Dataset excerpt
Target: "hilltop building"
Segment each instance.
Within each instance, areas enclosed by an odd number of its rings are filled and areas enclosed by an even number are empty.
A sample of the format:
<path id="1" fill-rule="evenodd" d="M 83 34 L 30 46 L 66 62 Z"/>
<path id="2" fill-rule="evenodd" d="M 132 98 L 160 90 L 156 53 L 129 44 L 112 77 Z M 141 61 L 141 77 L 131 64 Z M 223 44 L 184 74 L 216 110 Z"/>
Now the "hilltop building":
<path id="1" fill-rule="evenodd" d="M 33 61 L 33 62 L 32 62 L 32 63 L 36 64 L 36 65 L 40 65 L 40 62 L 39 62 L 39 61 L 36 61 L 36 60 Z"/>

Set task >>
Output each of these records again, line for line, with no changes.

The response >>
Target: "hilltop building"
Segment each instance.
Within each instance, areas enclosed by an odd number of its rings are filled and areas enclosed by an even number are empty.
A sample of the format:
<path id="1" fill-rule="evenodd" d="M 83 34 L 30 46 L 66 62 Z"/>
<path id="2" fill-rule="evenodd" d="M 132 98 L 160 90 L 156 53 L 129 44 L 112 77 Z M 141 61 L 141 77 L 131 64 Z M 223 44 L 184 74 L 216 110 Z"/>
Now the "hilltop building":
<path id="1" fill-rule="evenodd" d="M 33 61 L 33 62 L 32 62 L 32 63 L 36 64 L 36 65 L 40 65 L 40 62 L 39 62 L 39 61 L 36 61 L 36 60 Z"/>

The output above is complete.